Items listed in a dataset:
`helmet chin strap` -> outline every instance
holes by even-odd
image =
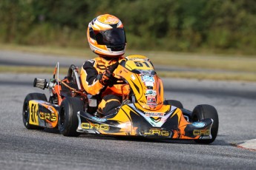
[[[112,60],[118,61],[121,56],[122,56],[121,55],[114,55],[114,56],[99,55],[99,57],[103,58],[106,61],[112,61]]]

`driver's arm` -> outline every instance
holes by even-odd
[[[81,69],[82,84],[85,91],[92,95],[98,95],[104,86],[99,81],[99,73],[95,69],[95,60],[86,61]]]

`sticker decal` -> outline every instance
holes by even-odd
[[[151,81],[145,81],[145,86],[154,86],[154,83]]]
[[[206,126],[206,123],[203,122],[193,122],[192,125],[197,128],[202,128]]]
[[[145,96],[149,96],[149,95],[156,96],[157,92],[154,89],[146,89],[145,95]]]
[[[146,117],[160,117],[160,118],[163,118],[165,116],[165,113],[163,113],[163,112],[145,112],[145,115]]]
[[[134,81],[135,80],[135,76],[134,75],[131,75],[131,79],[133,79]]]
[[[144,82],[154,82],[154,77],[150,75],[143,75],[140,76],[141,80]]]

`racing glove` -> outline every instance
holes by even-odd
[[[108,69],[106,69],[103,74],[98,75],[98,80],[103,86],[113,86],[113,78],[114,76],[114,73],[110,72]]]

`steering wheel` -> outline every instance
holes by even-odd
[[[119,66],[119,63],[117,61],[116,63],[114,64],[111,65],[110,69],[108,69],[109,72],[112,75],[114,71]],[[122,78],[117,78],[114,76],[110,76],[110,80],[108,83],[108,86],[111,87],[114,84],[126,84],[125,81]]]

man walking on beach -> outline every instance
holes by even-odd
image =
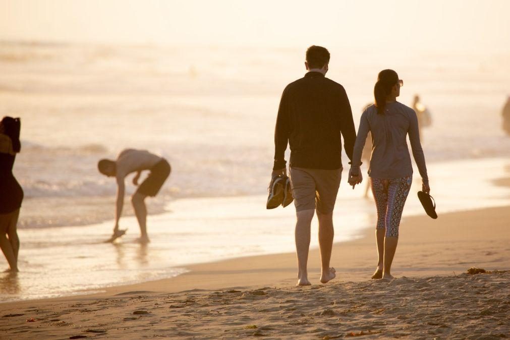
[[[116,161],[101,160],[97,163],[99,172],[108,177],[115,176],[117,179],[117,205],[115,213],[115,226],[113,234],[109,241],[124,234],[125,230],[119,230],[119,220],[124,206],[124,185],[125,177],[132,172],[136,172],[133,179],[135,186],[138,185],[138,179],[142,171],[150,171],[148,176],[138,187],[131,197],[131,202],[135,209],[135,214],[140,225],[141,236],[140,241],[146,243],[149,241],[147,235],[147,208],[145,199],[148,196],[155,196],[167,177],[170,174],[170,166],[166,160],[145,150],[126,149],[119,154]]]
[[[325,283],[335,277],[329,268],[333,243],[333,208],[342,174],[343,136],[349,159],[356,139],[352,113],[342,85],[325,77],[329,53],[312,46],[307,50],[304,76],[289,84],[282,95],[274,132],[272,176],[286,175],[285,150],[291,150],[289,171],[297,221],[295,241],[298,285],[311,284],[307,265],[310,224],[319,220],[321,273]]]

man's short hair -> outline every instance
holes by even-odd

■ TASK PROMPT ■
Please output every one of the rows above word for word, leaving the pictures out.

■ THE ANSWER ■
`helmet chin strap` -> outline every instance
holes by even-odd
image =
[[[112,60],[118,61],[121,56],[122,56],[121,55],[114,55],[114,56],[99,55],[99,57],[103,58],[106,61],[112,61]]]

`driver's arm` -> outline every instance
holes by even-odd
[[[81,69],[82,84],[85,91],[92,95],[98,95],[104,86],[99,81],[99,73],[95,69],[95,60],[86,61]]]

`sticker decal` -> outline every instance
holes by even-odd
[[[151,81],[145,81],[145,86],[154,86],[154,83]]]
[[[206,126],[206,123],[203,122],[193,122],[192,125],[197,128],[202,128]]]
[[[145,96],[149,96],[149,95],[156,96],[157,92],[154,89],[146,89],[145,95]]]
[[[146,117],[160,117],[160,118],[163,118],[165,116],[165,113],[163,113],[163,112],[145,112],[145,115]]]
[[[134,81],[135,80],[135,76],[134,75],[131,75],[131,79],[133,79]]]
[[[144,82],[154,82],[154,77],[150,75],[143,75],[140,76],[141,80]]]

`racing glove` -> outline every instance
holes by even-odd
[[[108,69],[106,69],[103,74],[98,75],[98,80],[103,86],[113,86],[113,78],[114,76],[114,73],[110,72]]]

`steering wheel` -> outline every instance
holes by even-odd
[[[119,66],[119,63],[117,61],[116,63],[114,64],[111,65],[110,69],[108,69],[109,72],[112,75],[114,71]],[[122,78],[117,78],[114,76],[110,76],[110,80],[108,83],[108,86],[111,87],[114,84],[126,84],[125,81]]]

man walking on beach -> outline every instance
holes by even-odd
image =
[[[116,161],[101,160],[97,163],[99,172],[108,177],[115,176],[117,179],[117,205],[115,213],[115,226],[113,234],[109,241],[124,234],[125,230],[119,230],[119,220],[124,206],[124,185],[125,177],[132,172],[136,172],[133,179],[135,186],[138,185],[138,179],[142,171],[150,171],[148,176],[138,187],[131,197],[131,202],[135,209],[135,214],[140,225],[141,236],[140,241],[146,243],[149,241],[147,235],[147,208],[145,199],[148,196],[155,196],[167,177],[170,174],[170,166],[166,160],[145,150],[126,149],[119,154]]]
[[[325,283],[335,277],[329,268],[333,243],[333,208],[342,174],[343,136],[349,159],[356,139],[352,113],[342,85],[325,77],[329,53],[312,46],[307,50],[304,76],[289,84],[282,95],[274,132],[272,176],[286,175],[285,150],[291,150],[289,171],[297,221],[295,241],[298,285],[311,284],[307,265],[310,224],[319,220],[321,273]]]

man's short hair -> outline every instance
holes by even-odd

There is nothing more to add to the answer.